-------- Reading text --------

Nocturnal evapotranspiration as a proportion of daily evapotranspiration (or daytime evapotranspiration) is a key metric for quantifying the relative importance of nocturnal water loss [8,66]. Our results indicated that the annual average value of the ETN/ET ratio during the study period was 12.8%, with inter-annual variations ranging from 10.9% to 14.3%. Several previous studies found significant variations in ETN/ET (or ETN/ETD) ratios at different sites. Analysis of grassland and forest ecosystems in the southeastern U.S. found that ETN accounted for an average of 8–9% of daytime evapotranspiration [21]; for the desert shrubland region of Northwest China, the annual ETN/ET ratio was only 3–4% [22]; and the ratio of ETN to ET during the growing season at some sites in alpine ecosystems was about 9–15% [26]. In comparison to the aforementioned studies, nocturnal transpiration in arid and semi-arid ecosystems can account for more than 30% of daytime transpiration [67]. Differences in ETN/ET among ecosystems mean that environmental variables may have different effects on ETN/ET.

--------

Job 1 ▸
List every reference number cited in square brackets in the passage on nocturnal evapotranspiration.
Job 2 ▸
Write the next few sentences of the passage on nocturnal evapotranspiration, picking up after its final sentence.

-------- Information supplied --------

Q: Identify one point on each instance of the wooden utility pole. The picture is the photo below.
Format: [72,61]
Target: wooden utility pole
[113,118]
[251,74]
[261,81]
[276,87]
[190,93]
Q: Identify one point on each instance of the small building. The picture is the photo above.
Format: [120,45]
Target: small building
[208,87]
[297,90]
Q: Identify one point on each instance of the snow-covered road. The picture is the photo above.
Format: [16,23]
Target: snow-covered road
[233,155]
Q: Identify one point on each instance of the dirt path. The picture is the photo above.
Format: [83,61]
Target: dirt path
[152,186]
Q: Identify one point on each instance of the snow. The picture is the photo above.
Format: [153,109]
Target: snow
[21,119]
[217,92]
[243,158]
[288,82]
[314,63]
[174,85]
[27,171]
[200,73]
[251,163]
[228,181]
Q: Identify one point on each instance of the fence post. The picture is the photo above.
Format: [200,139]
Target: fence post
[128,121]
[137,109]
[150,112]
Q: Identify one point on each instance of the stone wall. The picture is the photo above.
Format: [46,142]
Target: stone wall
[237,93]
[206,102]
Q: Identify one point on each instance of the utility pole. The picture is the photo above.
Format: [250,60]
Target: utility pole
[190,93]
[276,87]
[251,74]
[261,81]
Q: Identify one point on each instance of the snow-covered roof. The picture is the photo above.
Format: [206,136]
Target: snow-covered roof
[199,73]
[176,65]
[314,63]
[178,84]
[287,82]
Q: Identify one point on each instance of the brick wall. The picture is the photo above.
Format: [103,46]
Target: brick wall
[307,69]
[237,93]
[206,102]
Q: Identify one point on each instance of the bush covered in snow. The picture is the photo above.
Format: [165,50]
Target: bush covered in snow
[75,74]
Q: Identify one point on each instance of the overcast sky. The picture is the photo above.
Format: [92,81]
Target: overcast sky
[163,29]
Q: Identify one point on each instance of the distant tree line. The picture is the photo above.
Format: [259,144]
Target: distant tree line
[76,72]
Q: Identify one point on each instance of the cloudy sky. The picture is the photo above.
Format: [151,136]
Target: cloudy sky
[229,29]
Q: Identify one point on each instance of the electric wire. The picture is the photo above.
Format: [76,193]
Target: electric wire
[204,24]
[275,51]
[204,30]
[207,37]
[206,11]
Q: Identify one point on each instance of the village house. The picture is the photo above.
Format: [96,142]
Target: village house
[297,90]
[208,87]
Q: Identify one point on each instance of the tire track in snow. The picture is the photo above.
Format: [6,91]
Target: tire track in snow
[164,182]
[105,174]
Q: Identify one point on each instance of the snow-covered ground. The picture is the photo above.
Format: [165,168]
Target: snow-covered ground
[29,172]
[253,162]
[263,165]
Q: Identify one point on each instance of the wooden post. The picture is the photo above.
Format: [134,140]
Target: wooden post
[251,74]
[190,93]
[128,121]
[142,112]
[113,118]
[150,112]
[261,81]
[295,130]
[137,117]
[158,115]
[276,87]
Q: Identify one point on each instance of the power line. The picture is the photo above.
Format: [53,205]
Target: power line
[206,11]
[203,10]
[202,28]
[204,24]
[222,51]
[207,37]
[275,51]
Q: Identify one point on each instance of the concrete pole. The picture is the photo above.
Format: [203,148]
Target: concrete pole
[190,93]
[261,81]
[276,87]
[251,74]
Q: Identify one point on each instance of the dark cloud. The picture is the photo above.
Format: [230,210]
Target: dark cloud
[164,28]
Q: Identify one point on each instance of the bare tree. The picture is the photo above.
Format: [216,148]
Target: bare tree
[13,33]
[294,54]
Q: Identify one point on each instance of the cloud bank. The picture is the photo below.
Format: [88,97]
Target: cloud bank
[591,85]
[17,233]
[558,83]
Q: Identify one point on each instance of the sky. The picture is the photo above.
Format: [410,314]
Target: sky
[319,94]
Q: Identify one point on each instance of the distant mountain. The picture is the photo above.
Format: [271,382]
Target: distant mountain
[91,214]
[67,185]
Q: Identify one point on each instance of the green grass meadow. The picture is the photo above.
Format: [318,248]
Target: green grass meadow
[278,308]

--------

Exercise result 1 ▸
8, 66, 21, 22, 26, 67

Exercise result 2 ▸
Therefore, we further analyzed the relationship between ETN/ET and nocturnal environmental variables at the monthly scale (Table 1). The results of linear regression analysis indicated that ETN/ET was significantly influenced by Ta (R2 = 0.77, p < 0.001), and that the different time scales may have contributed to the discrepancy with the results of the BRT analysis. VPD and GCC were also important factors affecting variations in ETN/ET. By contrast, a study of the FLUXNET sites in Northern Australia concluded that there were strong correlations between ETN/ETD and P, VPD, and LAI; however, these strong correlations mainly reflected spatial variations in ETD along the transect [8]. It is noteworthy that the monthly variations in ETN/ET were significant, likely attributable to the substantial nocturnal sap flow that occurs during summer stem water refill; specifically, soil moisture is absorbed by the roots at night and transported upward to effectively replenish the water deficit induced by daytime transpiration. Following sufficient stem water refilling, the nocturnal sap flow is allocated to canopy transpiration [67]. The general relationship between ETN/ET and environmental variables remains elusive at the global scale [4,8], and may be influenced by a combination of vegetation conditions and abiotic factors; however, determining this relationship based on the differential response of ETN and ETD to environmental change is challenging.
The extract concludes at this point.